• _Study questions_:
1. Please condense the paragraph in the protein article that begins “If you’re 19 years or older” into a short list, keeping its main facts.
2. In one to three sentences, explain why the protein article considers protein an important nutrient.

• _Extract provided_:
○ ○ ○ ○ ○

Why are proteins necessary in our food?

Why are proteins necessary in our food?

Posted by Gulit Upadhyay on 13th Jun 2022

When you hear the word protein, is the first image that pops to mind a piece of meat or chicken? Are you wondering how much protein you need each day, or are you an older adult wondering if protein needs to change as you age? Well… read on to answer these questions and learn more about this powerful nutrient.

What’s so important about protein?

Protein is an essential nutrient that helps with muscle growth and repair and keeps your skin and nails strong and healthy. Foods high in protein are called protein-rich foods. Including protein-rich foods as part of a balanced diet also helps you feel satisfied longer after a meal.

How much protein do I need?

If you’re 19 years or older, the recommended protein needed is about 0.8 g for each kilogram. On average, an adult man (weighing 68 kgs) needs about 56 g of protein each day, while an adult female (weighing 60 kgs) requires approximately 46 g of protein each day. This recommendation includes those who are generally active (about one hour of activity per day) and applies to vegetarians and non-vegetarians.

○ ○ ○ ○ ○

• _Extracted information_:
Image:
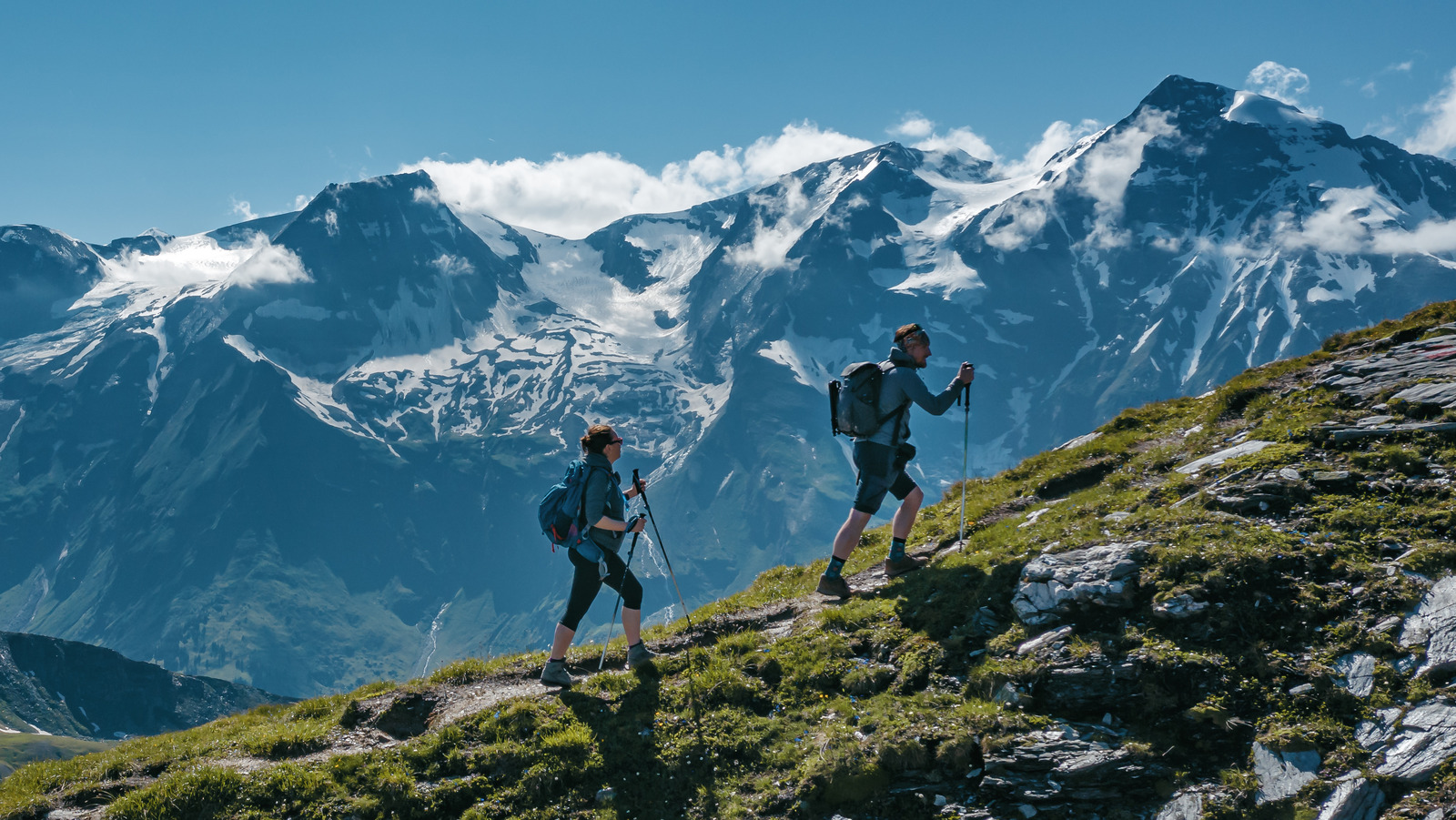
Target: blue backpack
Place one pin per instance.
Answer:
(561, 513)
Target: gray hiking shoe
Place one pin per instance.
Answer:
(905, 564)
(640, 655)
(555, 673)
(834, 586)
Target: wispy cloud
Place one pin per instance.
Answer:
(1438, 133)
(1111, 165)
(1056, 138)
(1360, 220)
(574, 196)
(198, 259)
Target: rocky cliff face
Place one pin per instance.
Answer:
(302, 451)
(65, 688)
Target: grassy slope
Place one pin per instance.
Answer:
(19, 749)
(892, 688)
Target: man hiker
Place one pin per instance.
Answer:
(881, 458)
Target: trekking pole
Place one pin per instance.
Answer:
(613, 625)
(692, 686)
(660, 548)
(965, 398)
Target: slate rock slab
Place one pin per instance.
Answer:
(1187, 805)
(1055, 586)
(1433, 623)
(1281, 774)
(1223, 456)
(1424, 740)
(1354, 798)
(1359, 673)
(1062, 766)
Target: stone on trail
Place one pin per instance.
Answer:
(1053, 586)
(1426, 740)
(1433, 623)
(1187, 805)
(1223, 456)
(1359, 673)
(1281, 774)
(1356, 798)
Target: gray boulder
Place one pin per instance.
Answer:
(1062, 768)
(1055, 586)
(1281, 774)
(1187, 805)
(1424, 742)
(1433, 623)
(1359, 673)
(1356, 798)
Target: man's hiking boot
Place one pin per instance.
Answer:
(555, 673)
(834, 586)
(640, 655)
(902, 565)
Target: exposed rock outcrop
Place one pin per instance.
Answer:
(1281, 774)
(1057, 584)
(1433, 625)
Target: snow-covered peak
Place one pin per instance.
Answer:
(1257, 109)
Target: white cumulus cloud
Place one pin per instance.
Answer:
(1438, 135)
(198, 259)
(574, 196)
(1279, 82)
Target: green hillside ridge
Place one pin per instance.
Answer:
(899, 703)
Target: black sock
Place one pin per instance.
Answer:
(897, 548)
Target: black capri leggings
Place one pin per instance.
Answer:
(589, 580)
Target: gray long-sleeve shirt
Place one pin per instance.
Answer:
(902, 385)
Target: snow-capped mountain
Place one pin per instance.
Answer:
(303, 451)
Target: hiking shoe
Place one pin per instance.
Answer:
(903, 565)
(834, 586)
(555, 673)
(640, 655)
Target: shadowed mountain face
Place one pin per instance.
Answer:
(75, 689)
(313, 463)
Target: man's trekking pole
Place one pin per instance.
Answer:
(613, 625)
(965, 398)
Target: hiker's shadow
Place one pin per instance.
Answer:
(632, 734)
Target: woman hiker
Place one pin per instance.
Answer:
(597, 557)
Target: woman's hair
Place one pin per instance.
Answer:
(597, 437)
(912, 332)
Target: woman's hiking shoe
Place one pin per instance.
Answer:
(834, 586)
(555, 673)
(902, 565)
(640, 655)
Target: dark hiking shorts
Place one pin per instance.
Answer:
(881, 470)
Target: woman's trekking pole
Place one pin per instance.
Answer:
(965, 398)
(660, 548)
(613, 625)
(692, 686)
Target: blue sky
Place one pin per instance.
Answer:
(124, 116)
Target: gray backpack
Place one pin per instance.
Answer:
(854, 404)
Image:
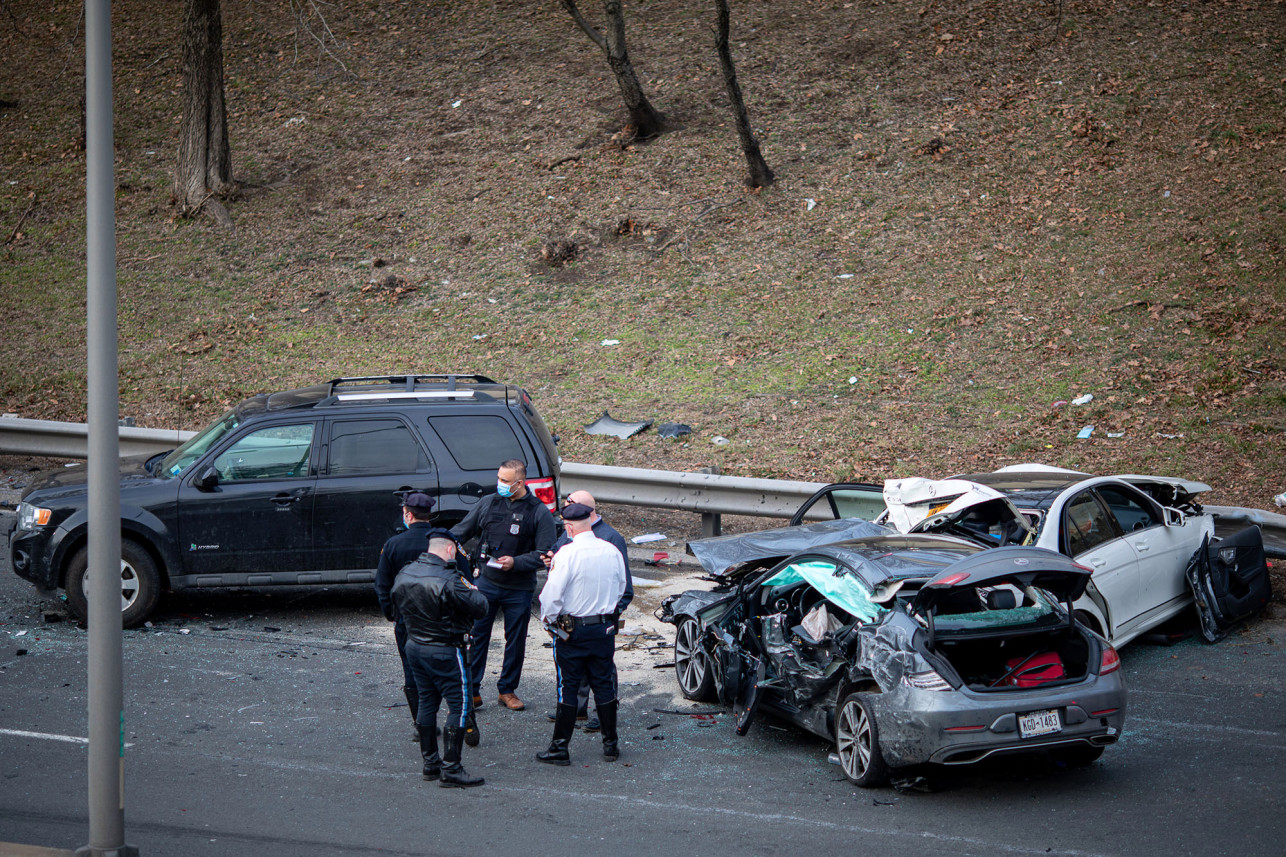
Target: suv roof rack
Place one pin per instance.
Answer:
(410, 382)
(340, 398)
(425, 387)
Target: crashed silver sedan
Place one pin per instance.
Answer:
(904, 650)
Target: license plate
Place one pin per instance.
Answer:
(1037, 723)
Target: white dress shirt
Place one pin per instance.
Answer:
(587, 578)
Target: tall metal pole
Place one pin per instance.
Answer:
(106, 708)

○ ○ ○ ○ ○

• _Answer section_:
1.
- Ages 19 and up: about 0.8 g of protein for each kilogram
- Average adult man (68 kg): about 56 g per day
- Average adult female (60 kg): about 46 g per day
- Covers generally active people (about one hour of activity daily)
- Applies to both vegetarians and non-vegetarians

2. Protein helps with muscle growth and repair and keeps skin and nails strong and healthy. Eating protein-rich foods as part of a balanced diet also helps you feel satisfied longer after a meal.